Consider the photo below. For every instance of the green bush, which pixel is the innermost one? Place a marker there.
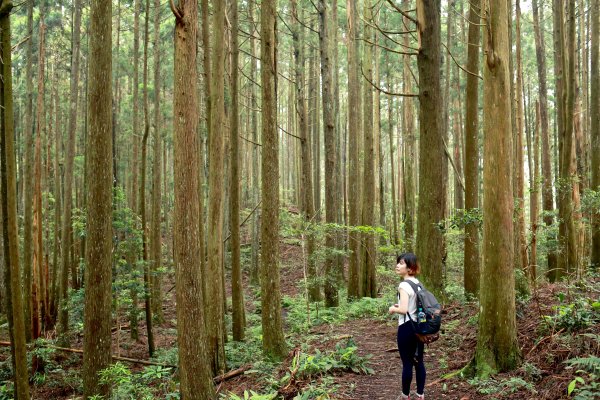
(579, 314)
(585, 386)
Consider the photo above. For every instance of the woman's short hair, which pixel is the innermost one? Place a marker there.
(412, 264)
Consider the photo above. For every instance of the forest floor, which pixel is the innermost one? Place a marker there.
(542, 375)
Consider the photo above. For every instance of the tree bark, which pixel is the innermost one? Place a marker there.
(214, 282)
(432, 189)
(142, 197)
(560, 88)
(67, 229)
(28, 185)
(237, 289)
(155, 251)
(410, 158)
(546, 167)
(8, 176)
(520, 238)
(273, 339)
(595, 128)
(331, 159)
(567, 228)
(255, 264)
(471, 252)
(367, 281)
(308, 208)
(99, 175)
(194, 362)
(497, 347)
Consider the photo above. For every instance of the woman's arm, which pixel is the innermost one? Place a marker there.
(401, 308)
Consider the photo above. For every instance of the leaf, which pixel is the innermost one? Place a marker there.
(571, 386)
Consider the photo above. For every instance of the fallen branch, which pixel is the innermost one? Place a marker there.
(544, 339)
(119, 358)
(231, 374)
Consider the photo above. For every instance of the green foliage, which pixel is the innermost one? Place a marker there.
(586, 385)
(590, 201)
(501, 387)
(76, 303)
(153, 382)
(463, 217)
(249, 395)
(365, 307)
(455, 292)
(579, 314)
(321, 390)
(532, 371)
(7, 390)
(343, 358)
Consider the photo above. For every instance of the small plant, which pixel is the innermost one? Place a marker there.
(579, 314)
(318, 391)
(249, 395)
(586, 385)
(506, 386)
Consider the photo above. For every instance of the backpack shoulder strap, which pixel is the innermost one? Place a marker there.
(413, 285)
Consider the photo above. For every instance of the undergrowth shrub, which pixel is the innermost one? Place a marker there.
(586, 385)
(581, 313)
(153, 382)
(501, 387)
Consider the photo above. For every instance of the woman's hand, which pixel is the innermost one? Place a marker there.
(394, 309)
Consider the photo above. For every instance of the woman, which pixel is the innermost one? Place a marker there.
(411, 349)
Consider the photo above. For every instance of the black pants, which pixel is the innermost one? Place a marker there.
(411, 353)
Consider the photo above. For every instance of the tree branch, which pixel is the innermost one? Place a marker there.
(402, 12)
(458, 65)
(383, 90)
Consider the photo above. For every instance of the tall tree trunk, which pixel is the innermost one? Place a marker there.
(595, 129)
(155, 241)
(519, 183)
(214, 273)
(432, 192)
(28, 185)
(560, 88)
(410, 155)
(237, 290)
(202, 150)
(67, 230)
(255, 264)
(535, 196)
(367, 282)
(308, 208)
(273, 339)
(568, 234)
(99, 175)
(331, 209)
(10, 233)
(194, 364)
(58, 201)
(395, 233)
(38, 289)
(316, 136)
(471, 271)
(142, 197)
(353, 150)
(446, 99)
(546, 167)
(497, 347)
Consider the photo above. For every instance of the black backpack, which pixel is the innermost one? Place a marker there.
(427, 327)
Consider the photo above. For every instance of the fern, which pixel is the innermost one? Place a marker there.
(590, 364)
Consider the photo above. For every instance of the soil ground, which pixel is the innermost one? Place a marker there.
(543, 351)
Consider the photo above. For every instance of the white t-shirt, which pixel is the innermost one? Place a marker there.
(412, 300)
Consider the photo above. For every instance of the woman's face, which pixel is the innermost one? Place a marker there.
(401, 268)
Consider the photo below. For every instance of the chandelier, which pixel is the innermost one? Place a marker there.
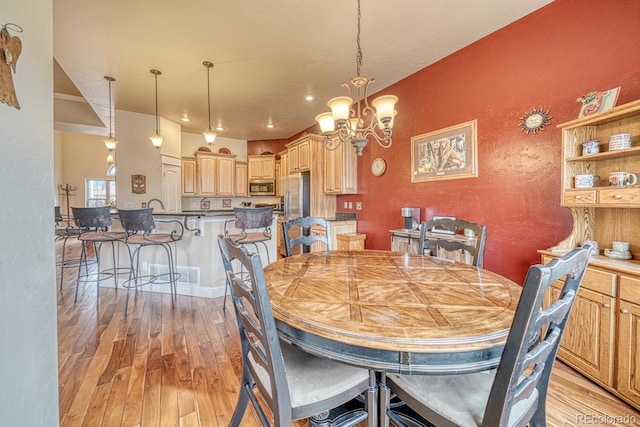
(354, 118)
(209, 135)
(110, 142)
(156, 139)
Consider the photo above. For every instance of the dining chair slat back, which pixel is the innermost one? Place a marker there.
(475, 250)
(515, 393)
(294, 384)
(309, 229)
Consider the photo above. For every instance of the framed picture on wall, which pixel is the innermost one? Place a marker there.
(449, 153)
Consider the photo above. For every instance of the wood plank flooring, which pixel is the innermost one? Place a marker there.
(164, 367)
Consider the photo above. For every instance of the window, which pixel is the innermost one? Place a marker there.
(100, 192)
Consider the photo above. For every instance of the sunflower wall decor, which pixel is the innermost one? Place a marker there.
(535, 121)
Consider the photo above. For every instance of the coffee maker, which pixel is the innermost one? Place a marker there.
(411, 218)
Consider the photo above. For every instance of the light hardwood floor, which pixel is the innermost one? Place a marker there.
(164, 367)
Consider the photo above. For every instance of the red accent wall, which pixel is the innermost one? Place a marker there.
(547, 59)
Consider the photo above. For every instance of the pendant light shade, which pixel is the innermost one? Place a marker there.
(209, 134)
(156, 139)
(110, 142)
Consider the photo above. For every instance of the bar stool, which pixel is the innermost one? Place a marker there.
(139, 226)
(252, 226)
(64, 230)
(93, 225)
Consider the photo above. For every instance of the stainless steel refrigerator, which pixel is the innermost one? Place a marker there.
(296, 195)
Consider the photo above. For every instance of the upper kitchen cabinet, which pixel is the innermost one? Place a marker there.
(189, 180)
(340, 169)
(215, 174)
(262, 167)
(299, 155)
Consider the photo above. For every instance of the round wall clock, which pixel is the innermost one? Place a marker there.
(535, 121)
(378, 166)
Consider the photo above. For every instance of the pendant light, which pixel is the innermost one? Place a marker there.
(110, 142)
(209, 134)
(156, 138)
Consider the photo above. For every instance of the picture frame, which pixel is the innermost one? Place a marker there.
(449, 153)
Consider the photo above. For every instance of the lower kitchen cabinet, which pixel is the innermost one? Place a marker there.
(602, 335)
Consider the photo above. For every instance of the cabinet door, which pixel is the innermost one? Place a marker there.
(206, 170)
(294, 164)
(628, 355)
(588, 340)
(255, 169)
(241, 180)
(226, 174)
(189, 177)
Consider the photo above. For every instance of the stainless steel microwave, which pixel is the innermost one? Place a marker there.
(262, 188)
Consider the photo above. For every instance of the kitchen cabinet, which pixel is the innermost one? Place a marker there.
(299, 155)
(242, 189)
(340, 169)
(262, 168)
(189, 180)
(310, 148)
(602, 335)
(602, 213)
(215, 174)
(408, 241)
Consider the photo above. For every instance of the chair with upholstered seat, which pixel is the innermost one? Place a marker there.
(309, 230)
(93, 231)
(476, 251)
(515, 393)
(293, 383)
(140, 232)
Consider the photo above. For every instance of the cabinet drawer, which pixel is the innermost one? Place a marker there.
(630, 289)
(619, 196)
(579, 197)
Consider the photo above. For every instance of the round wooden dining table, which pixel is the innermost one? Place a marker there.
(392, 311)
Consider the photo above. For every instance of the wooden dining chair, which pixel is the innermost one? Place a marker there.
(515, 393)
(293, 384)
(307, 233)
(476, 251)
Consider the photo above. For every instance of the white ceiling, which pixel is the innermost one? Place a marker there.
(267, 55)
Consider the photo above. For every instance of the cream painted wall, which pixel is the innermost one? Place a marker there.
(28, 331)
(82, 156)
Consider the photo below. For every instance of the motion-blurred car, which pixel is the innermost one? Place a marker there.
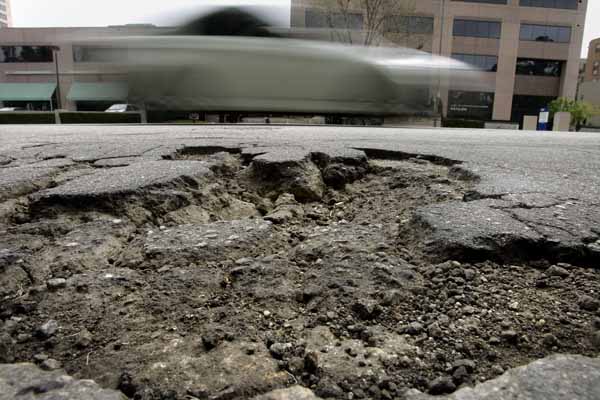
(122, 108)
(229, 62)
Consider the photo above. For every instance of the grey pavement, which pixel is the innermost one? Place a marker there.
(541, 188)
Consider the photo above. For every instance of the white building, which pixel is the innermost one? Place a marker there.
(5, 14)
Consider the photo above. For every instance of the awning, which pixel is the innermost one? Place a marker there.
(27, 91)
(98, 91)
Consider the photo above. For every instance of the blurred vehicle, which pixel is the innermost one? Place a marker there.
(122, 108)
(230, 62)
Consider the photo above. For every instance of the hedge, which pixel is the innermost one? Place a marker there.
(26, 118)
(462, 123)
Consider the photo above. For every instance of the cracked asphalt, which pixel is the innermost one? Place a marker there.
(545, 185)
(298, 262)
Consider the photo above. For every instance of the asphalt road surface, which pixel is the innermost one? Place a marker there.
(224, 262)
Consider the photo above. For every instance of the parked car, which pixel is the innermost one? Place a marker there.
(122, 108)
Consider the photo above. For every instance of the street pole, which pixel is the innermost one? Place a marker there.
(55, 50)
(438, 109)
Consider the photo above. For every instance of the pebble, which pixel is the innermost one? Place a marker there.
(50, 365)
(510, 336)
(469, 365)
(414, 328)
(434, 330)
(279, 350)
(549, 340)
(40, 357)
(460, 375)
(498, 370)
(588, 303)
(442, 385)
(557, 271)
(56, 283)
(595, 339)
(84, 339)
(469, 310)
(48, 329)
(311, 362)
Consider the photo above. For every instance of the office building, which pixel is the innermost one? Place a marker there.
(589, 88)
(592, 65)
(5, 14)
(529, 50)
(33, 59)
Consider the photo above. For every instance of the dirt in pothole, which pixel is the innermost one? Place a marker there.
(232, 291)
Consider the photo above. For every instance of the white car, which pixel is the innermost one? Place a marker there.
(202, 70)
(122, 108)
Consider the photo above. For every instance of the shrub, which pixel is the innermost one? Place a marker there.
(83, 117)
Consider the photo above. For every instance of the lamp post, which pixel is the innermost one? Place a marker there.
(55, 50)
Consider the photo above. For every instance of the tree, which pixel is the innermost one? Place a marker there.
(373, 18)
(581, 111)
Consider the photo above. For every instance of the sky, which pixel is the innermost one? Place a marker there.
(60, 13)
(47, 13)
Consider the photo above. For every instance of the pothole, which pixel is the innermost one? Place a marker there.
(219, 275)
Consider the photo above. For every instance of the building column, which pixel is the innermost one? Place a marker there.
(570, 73)
(443, 36)
(505, 76)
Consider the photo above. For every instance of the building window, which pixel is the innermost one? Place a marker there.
(484, 1)
(530, 66)
(474, 28)
(564, 4)
(481, 62)
(409, 24)
(471, 105)
(26, 54)
(99, 54)
(545, 33)
(323, 19)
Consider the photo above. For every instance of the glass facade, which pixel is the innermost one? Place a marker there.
(409, 24)
(530, 66)
(470, 105)
(324, 19)
(99, 54)
(475, 28)
(545, 33)
(480, 62)
(564, 4)
(484, 1)
(26, 54)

________

- **STATED PROBLEM**:
Each line from the one containing "Consider the photo above. For every instance of the lamp" to the final line of the entries above must be returned exactly, and no other line may appear.

- **RESPONSE**:
Consider the photo above. For every instance of the lamp post, which pixel is the innermost one? Place a marker there.
(55, 50)
Consider the photo above. For every instance of the tree, which pixel is the innermost one? Place a marker there.
(373, 18)
(581, 111)
Consider the photo above. For every instance of the sky, which pixel is the innermost one? Place a marker there.
(60, 13)
(47, 13)
Consider the photo above. For every instance of the pothole, which pixel is the innermost one? Place a marker there.
(219, 275)
Consider the photo above. For every instance of the building column, which pixel is the innermost one? Place a marker there.
(570, 73)
(443, 36)
(505, 76)
Consider the photo above. For every instance of the building window, which pixel is the innermost one? Place a marker there.
(484, 1)
(530, 66)
(474, 28)
(564, 4)
(481, 62)
(409, 24)
(471, 105)
(26, 54)
(99, 54)
(545, 33)
(323, 19)
Consider the photo above. For every instance of the glass facade, which pixel is the innermost one? Place a marker there.
(409, 24)
(530, 66)
(470, 105)
(324, 19)
(99, 54)
(475, 28)
(545, 33)
(480, 62)
(564, 4)
(484, 1)
(26, 54)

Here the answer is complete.